-- start of RECORD SET --

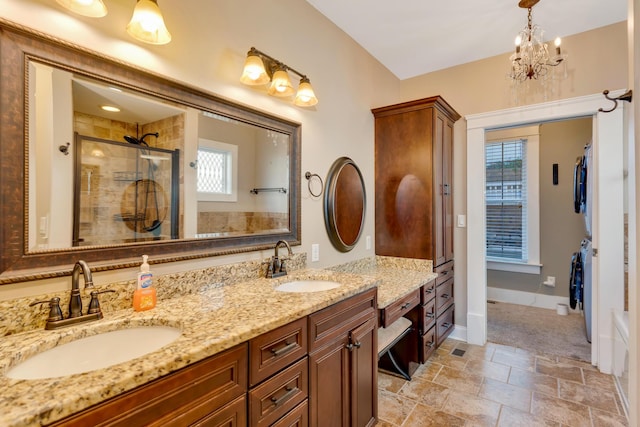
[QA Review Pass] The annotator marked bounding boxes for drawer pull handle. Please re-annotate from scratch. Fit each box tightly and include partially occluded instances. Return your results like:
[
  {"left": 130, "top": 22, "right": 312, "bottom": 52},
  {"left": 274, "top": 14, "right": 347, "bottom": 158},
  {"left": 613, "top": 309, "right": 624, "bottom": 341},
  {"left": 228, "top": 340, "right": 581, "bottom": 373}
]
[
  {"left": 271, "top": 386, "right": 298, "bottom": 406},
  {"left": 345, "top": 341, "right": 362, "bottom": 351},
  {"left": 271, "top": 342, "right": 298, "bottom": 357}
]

-- end of RECORD SET --
-- start of RECORD SET --

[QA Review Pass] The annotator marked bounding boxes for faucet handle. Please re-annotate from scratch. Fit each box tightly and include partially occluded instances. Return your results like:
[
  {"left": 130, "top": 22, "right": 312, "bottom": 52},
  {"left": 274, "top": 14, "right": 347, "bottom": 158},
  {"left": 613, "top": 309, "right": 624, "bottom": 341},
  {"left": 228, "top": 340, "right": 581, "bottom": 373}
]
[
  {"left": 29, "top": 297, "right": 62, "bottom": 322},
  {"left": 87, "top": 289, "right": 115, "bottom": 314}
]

-- end of RECORD SET --

From the records above, select every line that contains the word "drawer" and copy each one out in full.

[QA Review Pass] The annotator marked bounding boxes for drawer pull handle. Please re-annotate from scratch. Fit each box tightly and include partially occluded instances. Return your results like:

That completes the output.